──────── Excerpted text ────────

On 3/27/26 3:08 PM, Rukomoinikova Aleksandra wrote:
> On 27.03.2026 12:58, Dumitru Ceara wrote:
>> On 3/26/26 10:35 PM, Rukomoinikova Aleksandra wrote:
>>> Hi,
>>>
>> Hi Aleksandra,
> 
> 
> Hi Dumitru! Thank you for your answer!
> 

Hi Aleksandra,

> The main reason I didn’t consider conntrack on gw node is that I’m 
> afraid return traffic
> might go through a different gateway. Like, SYN would go through one 
> gateway, but SYN+ACK
> from server might come back through another gateway. In that case, next 
> client packet
> would be dropped at first gateway because conntrack would consider it 
> invalid.
> 

Hmm, I didn't imagine this scenario.  Wouldn't this kind of asymmetric
forwarding cause issues anyway?  If it's a DGP, wouldn't reply traffic
from the backend come via the gateway anyway?

Or do you want to do direct client return of the backend-side of things?

> Or do you mean using it not as a “real” conntrack in usual sense, but 
> just as a convenient
> base to extract packet metadata from?
> In that case, it is indeed convenient for removing inactive backends, 
> but we would need to
> clean up conntrack entries ourselves after some time, because we can’t 
> rely on the
> conntrack timers anymore since states won’t be updated properly.
> Updating conntrack entries from OVN probably also seems crazy
> 
>>
>>> I’d like to bring up an idea for discussion regarding implementation of 
>>> stateless load balancing
>>> support. I would really appreciate your feedback.I’m also open to 
>>> alternative approaches or ideas
>>> that I may not have considered. Thank you in advance for your time and 
>>> input!
>>>
>> Thanks for researching this, it's very nice work!
>>
>>> So, we would like to move towards stateless traffic load balancing. Here is 
>>> how it would differ
>>> from current approach:
>>> At the moment, when we have a load balancer on router with DGP ports, 
>>> conntrack state is stored
>>> directly on the gateway which hosting DGP right now. So, we select backend 
>>> for the first packet
>>> of a connection, and after that, based on existing conntrack entry, we no 
>>> longer perform backend
>>> selection. Instead, we rely entirely on stored conntrack record for 
>>> subsequent packets.

────────

Goal 1 => In the listing, change "innermost" to "most central" in everything from its first line down to the line containing "Target: stainless steel sink", and return only those lines with nothing else altered.
The text and the listing are unrelated to each other.

──────── Exercise material ────────

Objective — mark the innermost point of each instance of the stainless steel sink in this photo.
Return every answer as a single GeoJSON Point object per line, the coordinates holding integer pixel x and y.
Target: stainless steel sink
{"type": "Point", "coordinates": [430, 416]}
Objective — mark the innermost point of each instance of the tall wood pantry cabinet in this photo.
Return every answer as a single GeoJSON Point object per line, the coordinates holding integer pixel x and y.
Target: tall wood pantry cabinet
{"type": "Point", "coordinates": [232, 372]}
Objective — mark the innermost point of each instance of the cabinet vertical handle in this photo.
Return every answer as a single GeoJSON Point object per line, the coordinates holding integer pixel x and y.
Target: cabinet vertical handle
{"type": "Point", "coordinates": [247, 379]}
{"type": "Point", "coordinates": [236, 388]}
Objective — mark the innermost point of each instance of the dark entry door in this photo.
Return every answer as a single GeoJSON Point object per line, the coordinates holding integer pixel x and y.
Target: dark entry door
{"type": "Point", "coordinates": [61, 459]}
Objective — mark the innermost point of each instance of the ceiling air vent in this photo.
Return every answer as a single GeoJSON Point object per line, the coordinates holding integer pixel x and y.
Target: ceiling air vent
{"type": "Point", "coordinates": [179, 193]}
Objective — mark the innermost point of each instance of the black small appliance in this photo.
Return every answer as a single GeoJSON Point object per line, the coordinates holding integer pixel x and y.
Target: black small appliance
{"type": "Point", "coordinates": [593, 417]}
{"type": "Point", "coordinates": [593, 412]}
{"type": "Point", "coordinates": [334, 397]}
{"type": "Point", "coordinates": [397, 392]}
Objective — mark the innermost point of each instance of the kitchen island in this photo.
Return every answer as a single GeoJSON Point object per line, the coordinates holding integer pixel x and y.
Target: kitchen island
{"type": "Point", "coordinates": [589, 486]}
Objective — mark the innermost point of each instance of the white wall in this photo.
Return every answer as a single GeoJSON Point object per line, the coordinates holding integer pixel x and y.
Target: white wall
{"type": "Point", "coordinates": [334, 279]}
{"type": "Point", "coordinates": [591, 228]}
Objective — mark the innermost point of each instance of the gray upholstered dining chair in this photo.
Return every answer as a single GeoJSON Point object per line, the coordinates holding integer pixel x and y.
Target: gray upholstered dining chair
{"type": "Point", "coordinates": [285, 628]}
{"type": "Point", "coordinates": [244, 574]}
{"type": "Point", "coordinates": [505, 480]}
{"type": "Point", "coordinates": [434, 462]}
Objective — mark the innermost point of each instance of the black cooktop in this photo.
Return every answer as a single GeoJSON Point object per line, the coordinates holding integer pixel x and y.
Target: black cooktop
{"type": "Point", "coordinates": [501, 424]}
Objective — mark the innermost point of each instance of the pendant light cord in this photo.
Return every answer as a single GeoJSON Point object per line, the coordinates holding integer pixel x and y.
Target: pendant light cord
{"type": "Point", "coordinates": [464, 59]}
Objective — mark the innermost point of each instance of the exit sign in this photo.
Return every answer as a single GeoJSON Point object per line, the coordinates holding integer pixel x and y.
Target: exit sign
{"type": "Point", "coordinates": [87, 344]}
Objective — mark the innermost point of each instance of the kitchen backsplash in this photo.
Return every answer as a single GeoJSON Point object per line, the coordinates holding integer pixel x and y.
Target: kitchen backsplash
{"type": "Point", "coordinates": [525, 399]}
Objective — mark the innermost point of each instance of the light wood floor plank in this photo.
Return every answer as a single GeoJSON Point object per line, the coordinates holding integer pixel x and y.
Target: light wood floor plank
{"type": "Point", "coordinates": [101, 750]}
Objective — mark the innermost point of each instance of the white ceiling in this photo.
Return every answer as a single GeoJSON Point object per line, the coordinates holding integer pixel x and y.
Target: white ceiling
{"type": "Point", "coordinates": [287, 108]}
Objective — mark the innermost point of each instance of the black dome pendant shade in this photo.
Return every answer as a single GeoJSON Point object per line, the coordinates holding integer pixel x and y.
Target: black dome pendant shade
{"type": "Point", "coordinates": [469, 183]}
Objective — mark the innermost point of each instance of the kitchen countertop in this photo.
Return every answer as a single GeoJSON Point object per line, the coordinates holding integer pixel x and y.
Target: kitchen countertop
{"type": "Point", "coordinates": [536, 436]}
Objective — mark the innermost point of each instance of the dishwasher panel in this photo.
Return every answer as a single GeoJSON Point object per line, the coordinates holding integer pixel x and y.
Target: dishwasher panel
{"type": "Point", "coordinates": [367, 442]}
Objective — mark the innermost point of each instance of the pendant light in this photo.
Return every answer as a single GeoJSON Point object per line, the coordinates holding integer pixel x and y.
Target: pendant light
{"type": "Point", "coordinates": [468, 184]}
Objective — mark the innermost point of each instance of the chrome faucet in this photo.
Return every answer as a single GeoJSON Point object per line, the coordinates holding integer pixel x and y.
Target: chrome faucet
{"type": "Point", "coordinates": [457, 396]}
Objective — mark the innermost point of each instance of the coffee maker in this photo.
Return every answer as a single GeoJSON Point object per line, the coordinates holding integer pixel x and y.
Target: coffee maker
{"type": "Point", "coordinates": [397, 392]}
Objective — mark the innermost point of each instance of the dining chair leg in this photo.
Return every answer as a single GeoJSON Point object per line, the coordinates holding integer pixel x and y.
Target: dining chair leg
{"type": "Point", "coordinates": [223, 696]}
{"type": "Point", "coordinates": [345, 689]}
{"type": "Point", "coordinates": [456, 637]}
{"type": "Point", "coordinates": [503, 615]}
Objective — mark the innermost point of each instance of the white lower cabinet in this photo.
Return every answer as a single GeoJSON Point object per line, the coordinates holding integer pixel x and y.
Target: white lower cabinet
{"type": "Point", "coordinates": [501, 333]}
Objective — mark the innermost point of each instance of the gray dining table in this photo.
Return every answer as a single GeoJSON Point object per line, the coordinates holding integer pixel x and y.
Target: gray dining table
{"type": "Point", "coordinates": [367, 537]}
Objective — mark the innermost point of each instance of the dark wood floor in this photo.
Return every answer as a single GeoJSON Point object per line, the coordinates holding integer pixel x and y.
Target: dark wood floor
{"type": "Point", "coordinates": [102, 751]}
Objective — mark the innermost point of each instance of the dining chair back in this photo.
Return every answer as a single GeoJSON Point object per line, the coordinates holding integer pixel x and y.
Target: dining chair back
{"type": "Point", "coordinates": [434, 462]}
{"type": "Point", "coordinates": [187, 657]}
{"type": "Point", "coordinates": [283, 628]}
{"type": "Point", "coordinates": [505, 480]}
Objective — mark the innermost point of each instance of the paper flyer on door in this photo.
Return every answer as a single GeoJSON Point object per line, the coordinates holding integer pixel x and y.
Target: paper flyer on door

────────

Goal 2 => Continue the email thread about stateless load balancing from where it stops.

Expected answer 1 =>
Objective — mark the most central point of each instance of the stainless steel sink in this photo.
Return every answer as a single GeoJSON Point object per line, the coordinates holding integer pixel x and y.
Target: stainless steel sink

Expected answer 2 =>
>>>
>>> One of the key limitations of this solution is that gateway nodes cannot be 
>>> horizontally scaled,
>>> since conntrack state is stored on a single node. Achieving ability to 
>>> horizontally scale gateway
>>> nodes is actually one of our goals.
>>>
>>> Here are a few possible approaches I see:
>>> 1) The idea of synchronizing conntrack state already exists in the 
>>> community, but it seems rather
>>>     outdated and not very promising.
>> Yeah, this on its own has a lot of potential scalability issues so we
>> never really pursued it I guess.
>>
>>> 2) Avoid storing conntrack state on GW node and instead perform stateless 
>>> load balancing for every
>>>     packet in connection, while keeping conntrack state on node where 
>>> virtual machine resides - This
>>>     is approach I am currently leaning toward.
>> Maybe we _also_ need to store conntrack state on the GW node, I'll
>> detail below.
>>
>>> Now in OVN we have use_stateless_nat option for lb, but it comes with 
>>> several limitations:
>>> 1) It works by selecting a backend in a stateless manner for every packet, 
>>> while for return traffic
>>>     it performs 1:1 snat. So, for traffic from backend (ip.src && 
>>> src.port), source ip is rewritten to
>>>     lb.vip. This only works correctly if a backend belongs to a single 
>>> lb.vip. Otherwise, there is a
>>>     risk that return traffic will be snated to wrong lb.vip.
>>> 2) There is also an issue with preserving tcp sessions when number of 
>>> backends changes. Since backend
>>>     selection is done using select(), any change in number of backends can 
>>> break existing tcp sessions.
>>>     This problem is also relevant to solution I proposed above—I will 
>>> elaborate on it below.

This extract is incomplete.